• _EXERCISE INSTRUCTIONS_:
Return the opening lines of the material, word for word. End with the line that contains "point_to MUST indicate the green".

• _ENTRIES SHOWN_:
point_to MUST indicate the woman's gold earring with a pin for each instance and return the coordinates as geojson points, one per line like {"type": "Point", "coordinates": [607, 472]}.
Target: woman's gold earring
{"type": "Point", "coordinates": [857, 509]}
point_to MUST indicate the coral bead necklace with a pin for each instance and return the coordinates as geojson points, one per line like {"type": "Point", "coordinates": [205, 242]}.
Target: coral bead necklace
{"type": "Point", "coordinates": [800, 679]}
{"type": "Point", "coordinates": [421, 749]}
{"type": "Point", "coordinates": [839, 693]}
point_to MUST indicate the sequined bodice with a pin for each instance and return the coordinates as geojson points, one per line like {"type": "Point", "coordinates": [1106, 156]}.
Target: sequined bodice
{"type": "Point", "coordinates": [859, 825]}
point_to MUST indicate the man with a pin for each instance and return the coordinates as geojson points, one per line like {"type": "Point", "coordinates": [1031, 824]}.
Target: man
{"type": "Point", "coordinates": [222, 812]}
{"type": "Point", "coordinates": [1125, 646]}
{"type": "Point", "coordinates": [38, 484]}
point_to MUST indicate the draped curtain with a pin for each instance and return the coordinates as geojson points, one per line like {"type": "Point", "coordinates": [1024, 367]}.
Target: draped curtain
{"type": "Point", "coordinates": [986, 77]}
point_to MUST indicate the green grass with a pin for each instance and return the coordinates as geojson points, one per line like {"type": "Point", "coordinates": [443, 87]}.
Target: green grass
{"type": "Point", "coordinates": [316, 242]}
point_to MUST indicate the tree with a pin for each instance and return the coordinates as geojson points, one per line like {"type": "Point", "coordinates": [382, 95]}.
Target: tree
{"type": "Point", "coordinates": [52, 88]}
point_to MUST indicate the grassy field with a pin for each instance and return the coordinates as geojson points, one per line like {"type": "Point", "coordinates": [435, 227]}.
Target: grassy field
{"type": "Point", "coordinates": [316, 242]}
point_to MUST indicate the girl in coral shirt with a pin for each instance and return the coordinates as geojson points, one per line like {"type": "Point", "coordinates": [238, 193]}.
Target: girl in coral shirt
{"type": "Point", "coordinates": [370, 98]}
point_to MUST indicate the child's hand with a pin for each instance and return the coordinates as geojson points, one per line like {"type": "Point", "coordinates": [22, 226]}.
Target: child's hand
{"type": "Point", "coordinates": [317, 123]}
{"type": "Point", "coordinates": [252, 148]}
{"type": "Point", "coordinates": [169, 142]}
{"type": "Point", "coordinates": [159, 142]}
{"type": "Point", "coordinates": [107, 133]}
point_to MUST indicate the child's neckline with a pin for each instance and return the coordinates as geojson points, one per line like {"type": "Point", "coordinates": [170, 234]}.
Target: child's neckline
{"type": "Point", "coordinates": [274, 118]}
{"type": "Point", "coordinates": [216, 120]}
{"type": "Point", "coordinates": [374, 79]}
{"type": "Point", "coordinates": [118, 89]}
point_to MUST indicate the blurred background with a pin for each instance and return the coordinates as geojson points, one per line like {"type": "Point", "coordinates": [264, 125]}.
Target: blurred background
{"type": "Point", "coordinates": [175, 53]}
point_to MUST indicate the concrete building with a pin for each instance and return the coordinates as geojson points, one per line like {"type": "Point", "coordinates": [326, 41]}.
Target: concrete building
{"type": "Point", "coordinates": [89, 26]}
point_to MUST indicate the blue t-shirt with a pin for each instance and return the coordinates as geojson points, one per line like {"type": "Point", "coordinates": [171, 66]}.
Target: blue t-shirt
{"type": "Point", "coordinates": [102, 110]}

• _RESPONSE TO THE TASK_:
point_to MUST indicate the woman's gold earring with a pin for each instance and return the coordinates as geojson points, one per line like {"type": "Point", "coordinates": [607, 472]}.
Target: woman's gold earring
{"type": "Point", "coordinates": [857, 509]}
point_to MUST indicate the coral bead necklace with a pin for each instance and return the coordinates as geojson points, one per line like {"type": "Point", "coordinates": [205, 242]}.
Target: coral bead necklace
{"type": "Point", "coordinates": [800, 679]}
{"type": "Point", "coordinates": [421, 749]}
{"type": "Point", "coordinates": [839, 693]}
point_to MUST indicate the sequined bodice with a pin for each instance and return the coordinates as geojson points, one per line like {"type": "Point", "coordinates": [1106, 156]}.
Target: sequined bodice
{"type": "Point", "coordinates": [859, 825]}
point_to MUST indicate the man with a pin for each instance and return the coordinates as geojson points, one per line like {"type": "Point", "coordinates": [1031, 824]}.
Target: man
{"type": "Point", "coordinates": [222, 812]}
{"type": "Point", "coordinates": [1125, 646]}
{"type": "Point", "coordinates": [38, 484]}
point_to MUST indicate the draped curtain with a pin for each instance and return the coordinates as geojson points, one per line like {"type": "Point", "coordinates": [1024, 367]}.
Target: draped curtain
{"type": "Point", "coordinates": [986, 77]}
point_to MUST indicate the green grass with a pin for each instance and return the coordinates as geojson points, one per line like {"type": "Point", "coordinates": [443, 87]}.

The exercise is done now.